• [Information shown]

-- Opening Marker --

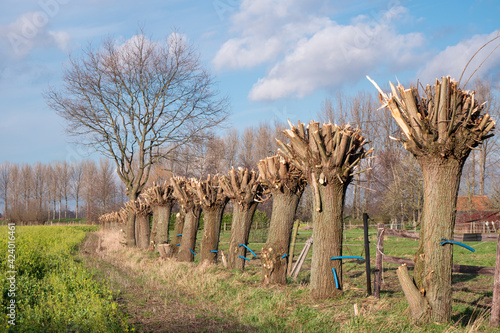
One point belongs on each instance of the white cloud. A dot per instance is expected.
(28, 32)
(452, 60)
(307, 50)
(334, 56)
(267, 30)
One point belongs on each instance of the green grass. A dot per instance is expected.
(277, 309)
(54, 293)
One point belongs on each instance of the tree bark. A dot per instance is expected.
(179, 225)
(144, 231)
(441, 179)
(240, 231)
(130, 227)
(161, 223)
(188, 241)
(212, 218)
(274, 252)
(327, 235)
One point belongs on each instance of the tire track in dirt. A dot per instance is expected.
(151, 306)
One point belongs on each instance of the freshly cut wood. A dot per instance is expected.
(112, 220)
(440, 126)
(328, 157)
(191, 210)
(142, 211)
(245, 192)
(286, 184)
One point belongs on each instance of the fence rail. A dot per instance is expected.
(476, 270)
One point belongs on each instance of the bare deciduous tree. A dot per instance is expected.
(129, 100)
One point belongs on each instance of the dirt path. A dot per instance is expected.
(151, 306)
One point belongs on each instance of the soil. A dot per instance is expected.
(150, 307)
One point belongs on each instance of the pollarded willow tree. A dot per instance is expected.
(161, 199)
(286, 184)
(213, 200)
(440, 127)
(327, 156)
(178, 227)
(245, 192)
(142, 212)
(136, 102)
(185, 196)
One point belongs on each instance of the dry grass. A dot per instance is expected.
(167, 296)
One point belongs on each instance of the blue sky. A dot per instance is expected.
(272, 58)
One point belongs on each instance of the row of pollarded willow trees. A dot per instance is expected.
(323, 156)
(439, 127)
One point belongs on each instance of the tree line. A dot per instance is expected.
(439, 125)
(391, 187)
(37, 193)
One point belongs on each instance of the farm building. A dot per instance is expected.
(475, 214)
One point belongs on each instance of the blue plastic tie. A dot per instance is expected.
(336, 278)
(447, 241)
(248, 250)
(346, 257)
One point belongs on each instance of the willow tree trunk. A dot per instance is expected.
(275, 251)
(178, 226)
(188, 241)
(130, 227)
(212, 218)
(240, 231)
(143, 231)
(327, 236)
(161, 223)
(441, 179)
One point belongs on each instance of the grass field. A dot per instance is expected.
(200, 298)
(52, 291)
(71, 282)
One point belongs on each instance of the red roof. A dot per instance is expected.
(474, 203)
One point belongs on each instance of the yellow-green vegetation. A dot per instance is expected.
(53, 292)
(212, 296)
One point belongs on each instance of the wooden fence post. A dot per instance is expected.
(367, 255)
(378, 260)
(495, 307)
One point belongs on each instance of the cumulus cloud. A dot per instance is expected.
(30, 31)
(307, 50)
(334, 56)
(266, 30)
(452, 60)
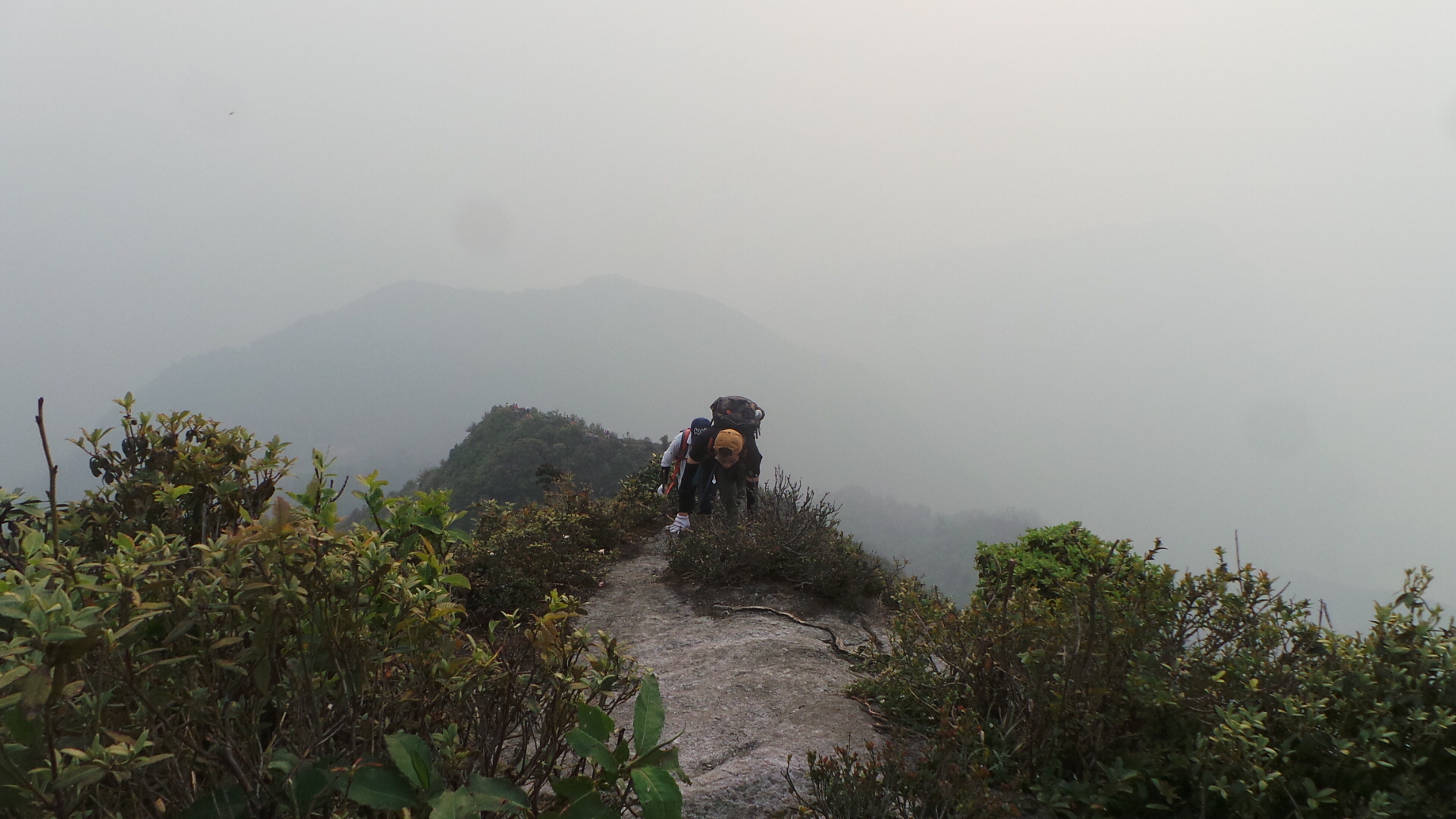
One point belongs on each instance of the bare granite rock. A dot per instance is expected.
(746, 689)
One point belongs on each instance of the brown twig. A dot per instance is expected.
(52, 469)
(833, 639)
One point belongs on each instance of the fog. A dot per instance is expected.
(1174, 270)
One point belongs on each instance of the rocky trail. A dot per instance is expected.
(747, 689)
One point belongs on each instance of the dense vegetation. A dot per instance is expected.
(187, 643)
(566, 542)
(503, 452)
(937, 548)
(792, 537)
(1091, 681)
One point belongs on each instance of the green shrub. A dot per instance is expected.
(180, 471)
(1106, 684)
(501, 453)
(520, 554)
(637, 507)
(271, 670)
(792, 537)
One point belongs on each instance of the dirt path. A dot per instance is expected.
(747, 689)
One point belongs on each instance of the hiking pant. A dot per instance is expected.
(696, 484)
(731, 485)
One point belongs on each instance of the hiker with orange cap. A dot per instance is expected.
(733, 449)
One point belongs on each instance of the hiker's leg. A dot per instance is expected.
(705, 488)
(728, 488)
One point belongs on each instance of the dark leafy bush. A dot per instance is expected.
(180, 471)
(520, 554)
(274, 668)
(1101, 682)
(792, 537)
(503, 450)
(637, 507)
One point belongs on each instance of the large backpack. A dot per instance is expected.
(737, 413)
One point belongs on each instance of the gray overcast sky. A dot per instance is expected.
(182, 177)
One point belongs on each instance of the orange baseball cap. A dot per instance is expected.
(730, 441)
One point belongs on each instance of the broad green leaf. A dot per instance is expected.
(14, 675)
(582, 800)
(305, 787)
(648, 717)
(24, 730)
(498, 795)
(80, 777)
(658, 793)
(223, 803)
(573, 789)
(588, 746)
(382, 787)
(14, 798)
(411, 755)
(666, 758)
(455, 805)
(36, 689)
(595, 722)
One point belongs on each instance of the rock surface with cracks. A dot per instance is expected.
(746, 689)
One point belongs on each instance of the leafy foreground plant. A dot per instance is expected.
(792, 537)
(1101, 684)
(606, 779)
(284, 664)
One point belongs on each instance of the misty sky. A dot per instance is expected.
(1172, 268)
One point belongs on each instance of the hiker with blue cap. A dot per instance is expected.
(724, 455)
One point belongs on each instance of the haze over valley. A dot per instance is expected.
(1172, 271)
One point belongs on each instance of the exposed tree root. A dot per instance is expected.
(833, 639)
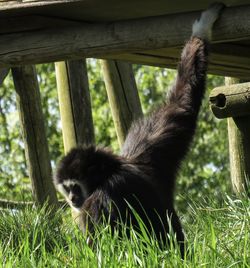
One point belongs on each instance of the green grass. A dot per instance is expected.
(218, 236)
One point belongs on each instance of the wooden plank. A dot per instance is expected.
(99, 40)
(171, 62)
(108, 10)
(3, 73)
(239, 144)
(23, 24)
(122, 94)
(36, 146)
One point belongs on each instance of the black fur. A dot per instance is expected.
(144, 174)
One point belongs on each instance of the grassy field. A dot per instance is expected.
(217, 235)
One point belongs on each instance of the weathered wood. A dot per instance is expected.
(22, 24)
(123, 95)
(33, 129)
(231, 101)
(237, 66)
(3, 73)
(74, 103)
(99, 40)
(99, 10)
(239, 144)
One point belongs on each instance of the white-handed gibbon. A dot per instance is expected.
(98, 183)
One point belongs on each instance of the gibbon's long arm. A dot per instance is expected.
(162, 140)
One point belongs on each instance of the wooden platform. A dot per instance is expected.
(140, 31)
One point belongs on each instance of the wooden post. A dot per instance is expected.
(36, 146)
(123, 95)
(239, 148)
(74, 103)
(232, 101)
(3, 73)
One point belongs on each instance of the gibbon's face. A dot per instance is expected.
(74, 193)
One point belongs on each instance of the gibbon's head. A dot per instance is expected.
(82, 171)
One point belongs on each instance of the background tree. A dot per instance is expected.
(203, 173)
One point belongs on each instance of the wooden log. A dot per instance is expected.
(123, 95)
(239, 145)
(101, 39)
(33, 129)
(231, 101)
(74, 103)
(3, 73)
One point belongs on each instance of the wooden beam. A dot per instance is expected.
(36, 146)
(239, 144)
(98, 40)
(231, 101)
(171, 61)
(3, 73)
(74, 103)
(123, 95)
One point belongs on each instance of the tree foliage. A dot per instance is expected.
(204, 172)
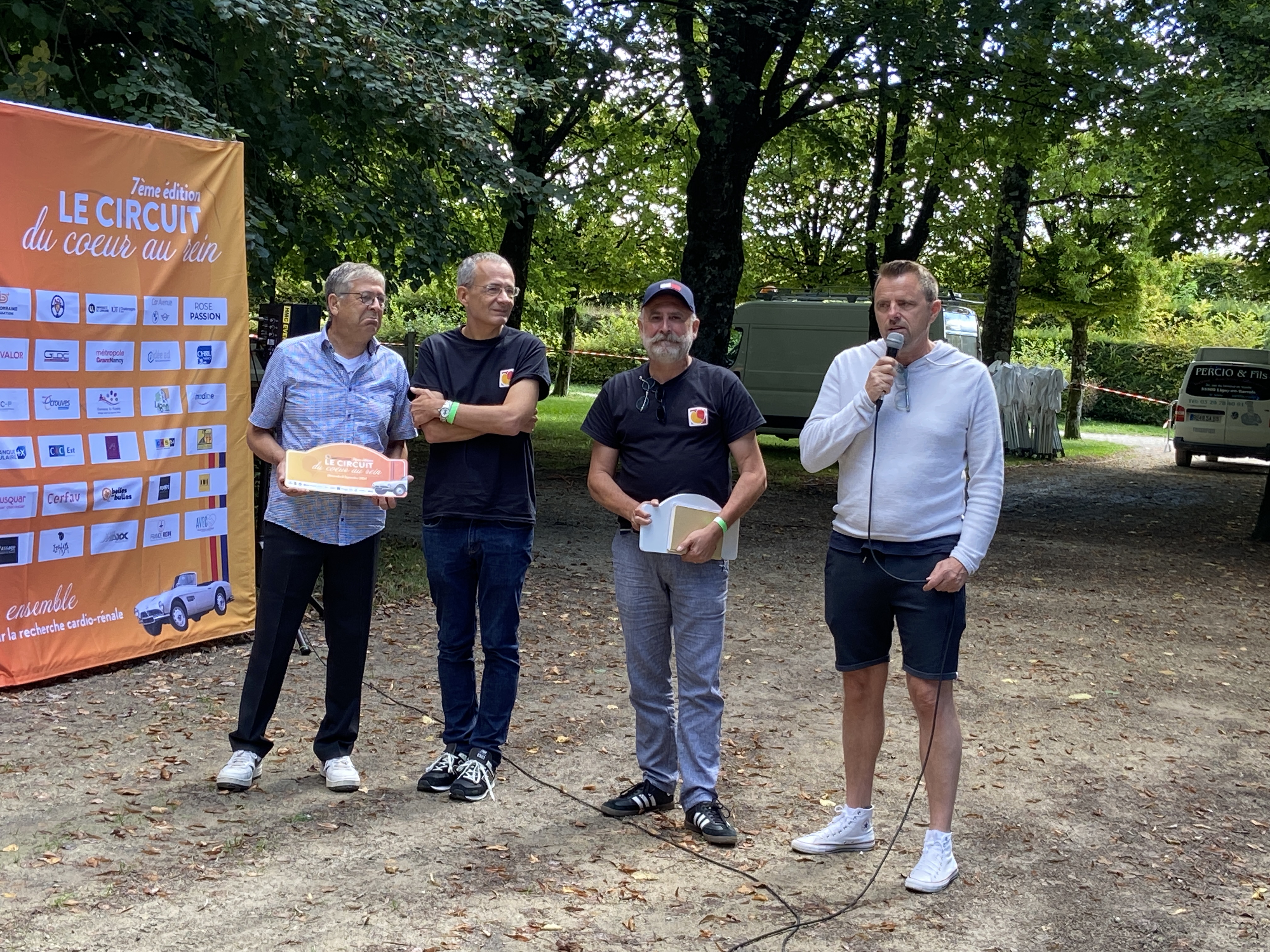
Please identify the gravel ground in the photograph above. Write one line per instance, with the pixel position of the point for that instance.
(1114, 796)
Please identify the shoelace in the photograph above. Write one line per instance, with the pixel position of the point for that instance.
(479, 772)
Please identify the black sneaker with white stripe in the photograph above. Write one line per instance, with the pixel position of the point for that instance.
(638, 800)
(710, 819)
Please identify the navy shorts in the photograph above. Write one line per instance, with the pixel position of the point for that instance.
(863, 605)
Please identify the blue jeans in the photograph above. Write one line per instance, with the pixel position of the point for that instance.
(478, 564)
(663, 601)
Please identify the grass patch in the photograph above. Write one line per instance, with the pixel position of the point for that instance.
(1123, 429)
(403, 573)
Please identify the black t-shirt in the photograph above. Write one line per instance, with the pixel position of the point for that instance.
(707, 408)
(488, 477)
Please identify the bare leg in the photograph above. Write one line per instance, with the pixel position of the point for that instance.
(863, 725)
(945, 762)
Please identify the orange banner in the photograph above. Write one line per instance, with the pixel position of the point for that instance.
(126, 522)
(346, 469)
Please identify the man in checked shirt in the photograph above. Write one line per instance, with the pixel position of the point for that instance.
(336, 386)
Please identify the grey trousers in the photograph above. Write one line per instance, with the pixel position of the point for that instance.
(665, 602)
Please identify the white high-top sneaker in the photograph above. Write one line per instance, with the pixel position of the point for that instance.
(936, 869)
(850, 830)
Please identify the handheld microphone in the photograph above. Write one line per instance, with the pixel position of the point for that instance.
(895, 344)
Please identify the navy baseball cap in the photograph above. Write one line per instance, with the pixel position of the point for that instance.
(671, 287)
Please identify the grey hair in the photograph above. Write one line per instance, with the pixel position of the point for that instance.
(468, 269)
(343, 276)
(925, 280)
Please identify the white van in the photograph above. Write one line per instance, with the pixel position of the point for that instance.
(1225, 405)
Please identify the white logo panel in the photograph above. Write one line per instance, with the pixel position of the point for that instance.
(113, 447)
(56, 354)
(17, 454)
(205, 311)
(161, 356)
(58, 306)
(164, 489)
(161, 402)
(206, 356)
(163, 445)
(113, 537)
(107, 403)
(66, 450)
(56, 403)
(111, 309)
(14, 353)
(206, 483)
(205, 398)
(14, 404)
(108, 354)
(205, 524)
(205, 440)
(20, 502)
(61, 544)
(14, 305)
(16, 550)
(162, 311)
(61, 498)
(162, 530)
(117, 494)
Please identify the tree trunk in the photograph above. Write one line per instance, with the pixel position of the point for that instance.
(714, 256)
(1076, 390)
(1261, 531)
(518, 247)
(569, 322)
(1006, 264)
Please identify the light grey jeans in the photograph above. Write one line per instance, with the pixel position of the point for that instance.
(663, 601)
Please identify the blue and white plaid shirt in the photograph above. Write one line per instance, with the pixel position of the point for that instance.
(308, 399)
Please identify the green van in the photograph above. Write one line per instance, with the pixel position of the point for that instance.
(784, 342)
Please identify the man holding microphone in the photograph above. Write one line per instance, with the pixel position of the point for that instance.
(660, 431)
(918, 441)
(337, 386)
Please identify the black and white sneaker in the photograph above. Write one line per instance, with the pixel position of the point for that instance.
(637, 800)
(475, 781)
(710, 819)
(443, 772)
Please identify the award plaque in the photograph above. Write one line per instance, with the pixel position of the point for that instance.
(346, 469)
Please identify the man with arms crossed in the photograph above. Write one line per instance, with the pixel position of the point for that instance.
(671, 426)
(336, 386)
(478, 389)
(926, 511)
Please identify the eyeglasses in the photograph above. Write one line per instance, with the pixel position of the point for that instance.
(651, 388)
(366, 298)
(496, 290)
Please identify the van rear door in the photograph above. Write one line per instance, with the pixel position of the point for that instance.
(1228, 404)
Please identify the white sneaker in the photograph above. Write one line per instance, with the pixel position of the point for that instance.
(850, 830)
(241, 772)
(936, 869)
(341, 775)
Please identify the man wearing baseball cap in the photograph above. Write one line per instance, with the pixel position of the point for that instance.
(662, 429)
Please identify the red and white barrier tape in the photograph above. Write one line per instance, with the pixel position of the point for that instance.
(1121, 393)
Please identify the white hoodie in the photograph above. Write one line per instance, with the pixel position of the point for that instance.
(920, 487)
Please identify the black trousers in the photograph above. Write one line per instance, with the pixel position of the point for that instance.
(289, 569)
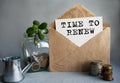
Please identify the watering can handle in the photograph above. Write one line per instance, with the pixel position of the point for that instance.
(1, 59)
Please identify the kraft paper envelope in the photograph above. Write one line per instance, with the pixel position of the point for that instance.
(65, 56)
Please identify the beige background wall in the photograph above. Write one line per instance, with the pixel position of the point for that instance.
(17, 15)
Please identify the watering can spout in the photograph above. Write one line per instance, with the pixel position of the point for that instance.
(31, 60)
(26, 68)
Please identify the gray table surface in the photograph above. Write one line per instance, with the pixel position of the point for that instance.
(68, 77)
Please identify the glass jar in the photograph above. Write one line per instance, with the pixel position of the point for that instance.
(41, 51)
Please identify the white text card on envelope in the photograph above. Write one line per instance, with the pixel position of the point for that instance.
(79, 30)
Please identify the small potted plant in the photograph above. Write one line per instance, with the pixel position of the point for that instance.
(35, 44)
(37, 31)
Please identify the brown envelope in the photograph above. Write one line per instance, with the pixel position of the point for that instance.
(66, 56)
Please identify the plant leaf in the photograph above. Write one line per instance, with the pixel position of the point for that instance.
(40, 35)
(35, 22)
(43, 25)
(30, 32)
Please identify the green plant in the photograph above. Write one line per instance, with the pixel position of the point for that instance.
(37, 31)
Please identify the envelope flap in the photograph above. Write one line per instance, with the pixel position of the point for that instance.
(69, 57)
(76, 12)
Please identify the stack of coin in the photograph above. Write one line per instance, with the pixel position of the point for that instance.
(95, 67)
(107, 72)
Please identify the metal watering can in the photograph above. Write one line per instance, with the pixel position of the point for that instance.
(12, 71)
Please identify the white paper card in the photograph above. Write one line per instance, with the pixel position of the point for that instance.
(79, 30)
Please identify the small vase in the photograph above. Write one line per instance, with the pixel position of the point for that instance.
(41, 51)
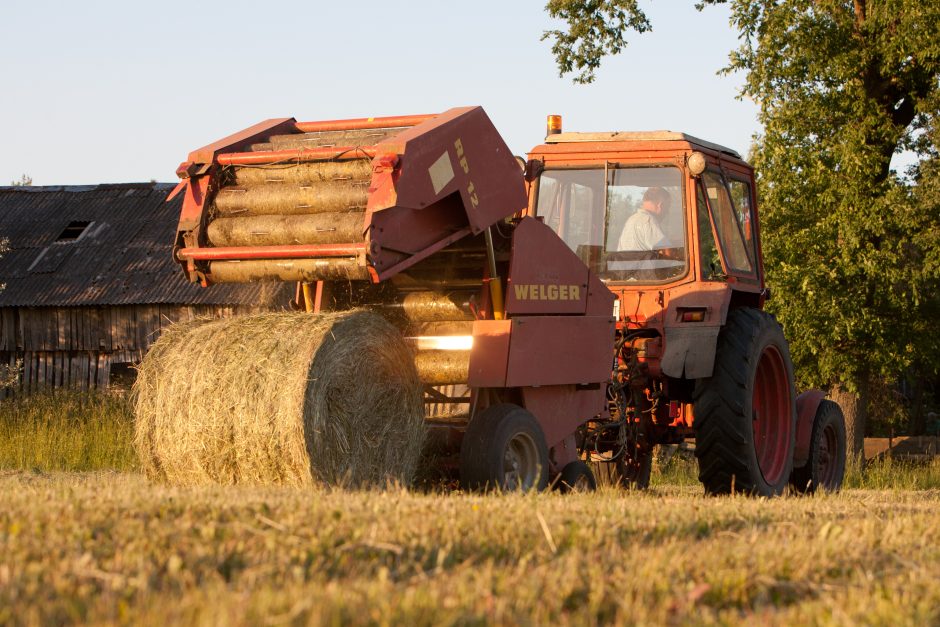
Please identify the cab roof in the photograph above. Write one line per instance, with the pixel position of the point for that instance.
(626, 136)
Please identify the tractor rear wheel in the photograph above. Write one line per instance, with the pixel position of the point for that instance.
(825, 467)
(504, 449)
(745, 413)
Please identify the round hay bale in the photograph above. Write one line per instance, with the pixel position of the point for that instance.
(280, 398)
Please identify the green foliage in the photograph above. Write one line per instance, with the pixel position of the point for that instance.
(595, 28)
(67, 431)
(842, 88)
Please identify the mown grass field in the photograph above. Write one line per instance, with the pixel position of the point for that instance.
(108, 547)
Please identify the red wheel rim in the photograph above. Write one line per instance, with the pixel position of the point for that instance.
(772, 419)
(828, 450)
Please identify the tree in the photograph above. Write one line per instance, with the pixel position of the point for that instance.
(852, 248)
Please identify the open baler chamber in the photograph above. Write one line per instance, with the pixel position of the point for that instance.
(359, 199)
(416, 218)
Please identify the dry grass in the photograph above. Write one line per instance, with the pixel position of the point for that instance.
(280, 399)
(67, 431)
(109, 548)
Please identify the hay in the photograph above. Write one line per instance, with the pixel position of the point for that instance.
(292, 199)
(325, 139)
(251, 270)
(440, 367)
(351, 170)
(280, 399)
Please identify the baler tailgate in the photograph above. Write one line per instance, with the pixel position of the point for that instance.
(345, 199)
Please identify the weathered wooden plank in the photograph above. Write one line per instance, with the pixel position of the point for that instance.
(27, 371)
(104, 371)
(92, 370)
(84, 371)
(57, 370)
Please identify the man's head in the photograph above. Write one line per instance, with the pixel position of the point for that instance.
(656, 200)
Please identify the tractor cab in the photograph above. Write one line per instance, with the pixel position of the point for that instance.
(649, 208)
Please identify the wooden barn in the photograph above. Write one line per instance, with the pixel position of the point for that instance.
(89, 282)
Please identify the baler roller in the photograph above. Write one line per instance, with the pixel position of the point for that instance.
(427, 306)
(306, 270)
(286, 199)
(399, 187)
(267, 230)
(366, 137)
(355, 170)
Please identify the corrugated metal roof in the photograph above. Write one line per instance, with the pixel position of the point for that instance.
(123, 257)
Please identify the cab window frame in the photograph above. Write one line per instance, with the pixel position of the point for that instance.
(606, 173)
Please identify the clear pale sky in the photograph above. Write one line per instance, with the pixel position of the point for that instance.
(109, 92)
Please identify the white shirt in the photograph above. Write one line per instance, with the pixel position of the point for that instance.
(641, 232)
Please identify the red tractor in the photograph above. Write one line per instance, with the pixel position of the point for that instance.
(567, 315)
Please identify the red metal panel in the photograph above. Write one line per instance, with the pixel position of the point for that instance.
(362, 123)
(557, 350)
(488, 357)
(806, 405)
(243, 139)
(272, 252)
(194, 197)
(459, 151)
(561, 409)
(545, 276)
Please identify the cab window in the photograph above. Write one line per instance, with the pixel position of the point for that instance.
(629, 227)
(728, 224)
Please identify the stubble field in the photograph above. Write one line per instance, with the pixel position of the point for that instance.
(108, 547)
(112, 548)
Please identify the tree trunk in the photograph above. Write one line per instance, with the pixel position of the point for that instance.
(855, 409)
(918, 424)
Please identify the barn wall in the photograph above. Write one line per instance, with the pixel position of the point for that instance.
(76, 347)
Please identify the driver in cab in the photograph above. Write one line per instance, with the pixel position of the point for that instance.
(642, 230)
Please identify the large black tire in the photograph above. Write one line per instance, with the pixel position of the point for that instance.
(825, 466)
(576, 477)
(745, 413)
(504, 449)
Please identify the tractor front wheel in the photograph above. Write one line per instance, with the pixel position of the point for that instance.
(504, 449)
(745, 413)
(825, 467)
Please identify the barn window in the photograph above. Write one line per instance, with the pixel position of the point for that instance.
(73, 231)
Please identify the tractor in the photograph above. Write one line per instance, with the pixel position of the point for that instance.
(569, 311)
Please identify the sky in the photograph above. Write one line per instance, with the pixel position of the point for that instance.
(114, 92)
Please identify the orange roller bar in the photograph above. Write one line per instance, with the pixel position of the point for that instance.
(298, 155)
(363, 123)
(271, 252)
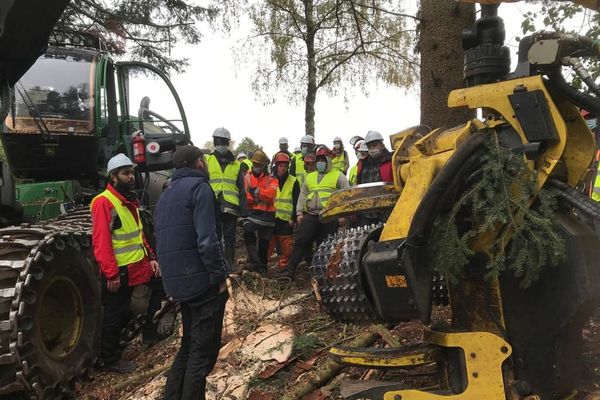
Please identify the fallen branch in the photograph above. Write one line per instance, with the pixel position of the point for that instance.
(327, 371)
(284, 304)
(138, 377)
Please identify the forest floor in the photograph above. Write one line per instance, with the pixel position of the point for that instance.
(274, 346)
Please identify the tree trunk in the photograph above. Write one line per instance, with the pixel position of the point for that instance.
(311, 90)
(442, 22)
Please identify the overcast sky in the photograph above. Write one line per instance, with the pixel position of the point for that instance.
(215, 92)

-- Closing Marker --

• [Task directions]
Starting at the line that contains "Please identify the sky", restate every line through the end of the records exactly as written, but leave the pictures out.

• [Result of the task]
Please identify the sky in the photograph above. Write one line per instance, with the pixel position of the point for that instance.
(114, 92)
Please identify the orange roller bar in the photograph above. Write one line per instance, with the pixel position of the point for that instance.
(298, 155)
(363, 123)
(271, 252)
Please identify the fallen branch in the photograph above. Write one line per instance, with the pixel position of the point for that instance.
(327, 371)
(284, 304)
(138, 377)
Please identify the forest floor in the photograph above. Write one line per instance, with the pixel position of the point for that instance.
(274, 346)
Please identify the tree trunk in the photograph above. Write one line per instance, with the pixel position of the point for that instance.
(311, 90)
(442, 22)
Please identify the overcast sky in the photograph above. Write one line per instance, with the pixel position of the point for that instance.
(215, 92)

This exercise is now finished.